Extract to read ::
A Godly Ambition Back to all sermons

Date: January 4, 2013

Speaker: Pastor Cameron Arensen

Series: Romans

Category: Romans

Scripture: Romans 15:14–15:24

Synopsis: As we approach the end of this sermon series from the Book of Romans, Pastor Cam takes time for a brief review of the Gospel and looks at 3 responses called for by the “Good News” from God. Find out what they are and how the third response (elaborated in Romans 15:14-21) can (and needs to) become A Godly Ambition that should shape not only the coming year, but the rest of our lives.

-----------------------------------------------------------------------------------------------------------------------------------------------------------

Welcome to this first ECC worship service of 2013! The start of a fresh new year! It’s a good time for taking stock; reflecting on the year that has passed and looking ahead and setting goals for the year ahead. So on that note, I have a question to ask you. What are your ambitions for 2013?

As Christians, sometimes we shy away from that word “ambition”. It sounds rather fleshly, worldly, man-driven. And often it is. The Bible warns us against something called “selfish ambition”. Philippians 2:3 in the King James Version warns us to “do nothing out of selfish ambition and vain conceit.”

But such a warning does not mean that we as Christians should be passive and without ambition. There is another kind of ambition. We might call this “godly ambition.” So I will qualify my question: What are your godly ambitions for 2013?

We are moving into the final section of the Book of Romans. In a sense, we have completed the teaching section of this great epistle. He has concluded his treatise on the Gospel, and the rest of chapter 15 and chapter 16 will be taken up with personal notes and information on his plans for the future and a proposed visit to Rome. But even from his personal notes, we can learn some valuable lessons. And one of the things we learn is that Paul was an ambitious man. He was filled with godly ambition. He writes in Romans 15:20, “and thus I make it my ambition…”

What was Paul’s ambition? At this point, his answer should not surprise us: “and thus I make it my ambition to preach the gospel…”

This has been Paul’s subject and preoccupation from the opening sentence of this letter. In Romans 1:1 Paul opens his letter by introducing himself as, Paul, a servant of Christ Jesus, called to be an apostle, set apart for the gospel of God…

As I said, we have completed the teaching section of the epistle and Paul’s exposition of the Gospel, but let us take just a moment for a very brief review. The Gospel (or “good news”) is the message that as human beings, we can become righteous in God’s sight and before God’s court by faith.

Exercise requirements ::
A – For each statement about the sermon on godly ambition, answer yes or no and quote the sermon's words that decide it: (i) The sermon's scripture passage is Romans 15:14–15:24. (ii) Paul's ambition, as the sermon presents it, was to preach the gospel. (iii) The sermon says the rest of Romans continues Paul's teaching on the Gospel.
B – Reproduce the part of the sermon on godly ambition word for word, starting at "Date: January 4, 2013" and ending at "of our lives.".
C – Extend the sermon on godly ambition, picking up right after its last sentence.
The data after this point is separate material with no connection to the sermon.

Dataset records

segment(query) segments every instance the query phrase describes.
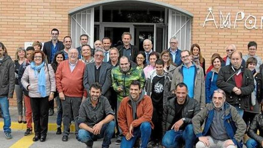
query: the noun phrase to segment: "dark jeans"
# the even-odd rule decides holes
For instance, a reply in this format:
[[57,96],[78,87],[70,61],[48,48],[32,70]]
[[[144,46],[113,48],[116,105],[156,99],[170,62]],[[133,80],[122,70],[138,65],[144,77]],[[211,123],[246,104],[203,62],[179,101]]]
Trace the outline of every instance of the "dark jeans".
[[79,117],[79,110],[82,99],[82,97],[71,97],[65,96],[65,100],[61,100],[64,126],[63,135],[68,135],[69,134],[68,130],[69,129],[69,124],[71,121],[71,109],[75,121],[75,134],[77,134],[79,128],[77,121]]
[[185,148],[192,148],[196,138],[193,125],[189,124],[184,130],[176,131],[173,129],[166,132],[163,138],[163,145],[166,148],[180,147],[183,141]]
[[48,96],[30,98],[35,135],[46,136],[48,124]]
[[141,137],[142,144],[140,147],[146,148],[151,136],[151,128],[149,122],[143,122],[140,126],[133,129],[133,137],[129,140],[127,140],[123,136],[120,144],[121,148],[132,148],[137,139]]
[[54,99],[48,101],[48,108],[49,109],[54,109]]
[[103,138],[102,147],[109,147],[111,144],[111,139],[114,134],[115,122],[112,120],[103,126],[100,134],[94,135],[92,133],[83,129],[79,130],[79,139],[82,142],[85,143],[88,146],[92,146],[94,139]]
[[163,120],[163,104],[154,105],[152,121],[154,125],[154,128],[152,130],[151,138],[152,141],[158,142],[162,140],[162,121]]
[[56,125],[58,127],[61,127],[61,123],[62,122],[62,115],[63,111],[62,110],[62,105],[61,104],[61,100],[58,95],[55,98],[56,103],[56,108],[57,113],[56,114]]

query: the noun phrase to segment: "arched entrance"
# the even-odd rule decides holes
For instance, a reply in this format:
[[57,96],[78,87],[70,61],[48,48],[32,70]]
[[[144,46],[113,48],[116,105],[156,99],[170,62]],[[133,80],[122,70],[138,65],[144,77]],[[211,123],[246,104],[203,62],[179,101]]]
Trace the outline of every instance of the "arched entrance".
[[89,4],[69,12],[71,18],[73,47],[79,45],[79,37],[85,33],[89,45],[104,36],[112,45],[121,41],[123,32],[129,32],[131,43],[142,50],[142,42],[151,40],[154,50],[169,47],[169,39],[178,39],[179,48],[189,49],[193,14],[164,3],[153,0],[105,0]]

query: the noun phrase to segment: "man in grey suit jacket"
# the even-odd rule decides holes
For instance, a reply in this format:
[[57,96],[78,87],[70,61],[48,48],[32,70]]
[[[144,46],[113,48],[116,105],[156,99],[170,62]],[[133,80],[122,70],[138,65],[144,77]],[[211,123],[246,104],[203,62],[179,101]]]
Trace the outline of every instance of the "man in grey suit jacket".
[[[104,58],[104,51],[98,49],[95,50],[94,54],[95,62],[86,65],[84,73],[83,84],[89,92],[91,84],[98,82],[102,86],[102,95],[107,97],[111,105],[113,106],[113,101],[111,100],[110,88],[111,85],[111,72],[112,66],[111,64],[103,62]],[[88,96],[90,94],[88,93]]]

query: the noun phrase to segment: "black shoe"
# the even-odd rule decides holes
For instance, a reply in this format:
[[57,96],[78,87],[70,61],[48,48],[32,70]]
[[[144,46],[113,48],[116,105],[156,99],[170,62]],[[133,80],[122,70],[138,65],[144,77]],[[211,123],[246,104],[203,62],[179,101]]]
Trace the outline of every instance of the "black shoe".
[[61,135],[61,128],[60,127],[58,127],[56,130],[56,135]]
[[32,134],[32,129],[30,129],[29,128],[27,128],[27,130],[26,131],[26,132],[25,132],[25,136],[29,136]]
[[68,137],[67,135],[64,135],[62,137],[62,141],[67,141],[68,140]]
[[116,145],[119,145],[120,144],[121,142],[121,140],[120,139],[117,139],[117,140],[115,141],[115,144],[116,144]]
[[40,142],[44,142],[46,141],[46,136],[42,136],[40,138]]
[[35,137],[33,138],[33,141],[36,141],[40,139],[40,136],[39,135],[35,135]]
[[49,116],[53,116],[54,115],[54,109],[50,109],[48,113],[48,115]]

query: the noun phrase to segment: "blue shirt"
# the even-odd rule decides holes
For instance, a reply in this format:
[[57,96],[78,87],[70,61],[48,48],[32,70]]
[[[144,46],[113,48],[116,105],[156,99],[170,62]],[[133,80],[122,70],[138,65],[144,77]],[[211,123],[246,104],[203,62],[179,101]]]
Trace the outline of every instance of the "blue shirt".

Results in order ::
A –
(i) Yes: "Scripture: Romans 15:14–15:24"
(ii) Yes: "and thus I make it my ambition to preach the gospel…"
(iii) No: "the rest of chapter 15 and chapter 16 will be taken up with personal notes and information on his plans for the future and a proposed visit to Rome"

B –
Date: January 4, 2013

Speaker: Pastor Cameron Arensen

Series: Romans

Category: Romans

Scripture: Romans 15:14–15:24

Synopsis: As we approach the end of this sermon series from the Book of Romans, Pastor Cam takes time for a brief review of the Gospel and looks at 3 responses called for by the “Good News” from God. Find out what they are and how the third response (elaborated in Romans 15:14-21) can (and needs to) become A Godly Ambition that should shape not only the coming year, but the rest of our lives.

C –
In the opening section of the letter, Paul addresses the question: Who needs the Gospel? Who needs this righteousness that comes from God and is received by faith? The presupposition is that anyone who has his or her own righteousness does not need the Gospel. But Paul argues skillfully to show that, in fact, there is no one whose personal righteousness will withstand God’s piercing and thorough judgment. As Paul tells us in Romans 3:23: For all have sinned and fall short of the glory of God. And what is more, in Romans 6:23: For the wages of sin is death…

So, who needs the Gospel? Every one of us needs the Gospel! So just what is the good news? Well the good news can be found in the second half of that verse we just looked at (Romans 6:23): For the wages of sin is death but the gift of God is eternal life in Christ Jesus our Lord. This message is both expanded and summarized in Paul’s words in Romans 3:24-25. It is the good news that we can be

justified by his grace as a gift through the redemption that is in Christ Jesus, 25 whom God put forward as a propitiation by his blood, to be received by faith.

The Gospel is all there in this sentence, so rich in theological language; Justification, grace, redemption, propitiation, faith and the blood of the perfect sacrifice, Jesus Christ. This is the Gospel message distilled into its most concentrated and essential elements. Jesus Christ shed his blood on the cross as the sacrifice that satisfied the wrath of God against our sins. So, now we can be declared righteous before God by grace, a free gift. All we have to do is to receive this gift by faith.

In the following chapters, Paul not only defends his message, but also expounds on the benefits we receive when we are justified by faith: Benefits like peace with God and hope for eternity and the endurance which that hope brings us in the hard times of life. It is the reality that there is now, no condemnation for those who are in Christ Jesus. (Romans 8:1)

So, who needs the Gospel? We all do. What is the Gospel? It is the good news that we can be made right with God by grace through faith in Jesus Christ. That brings us to the third great theme or topic of Paul’s letter. How shall we then live? What effect does this Gospel have on our lives: our daily thoughts, words and actions? That has been the topic Paul has been expounding in Romans 12-15, beginning with the call in Romans 12:1 for us to put our bodies on the altar as living sacrifices, devoted to living out the will of God.

Well, as I said, that is a very brief review, touching on only the very highest of highlights from this great epistle. For more detail, you can go back to the church website, or even get a CD containing the recordings of all these sermons.

We have been working our way through Romans now for almost a year and a half. We started in September of 2011. We will wrap up with a final message next Friday. As we come to the conclusion of this series, I sincerely hope that we have all grown in our knowledge and understanding of Romans and of the Gospel. But there is a more pressing concern. We have grown in our knowledge. But what shall we do with this knowledge we have acquired? What shall we do with the Gospel message?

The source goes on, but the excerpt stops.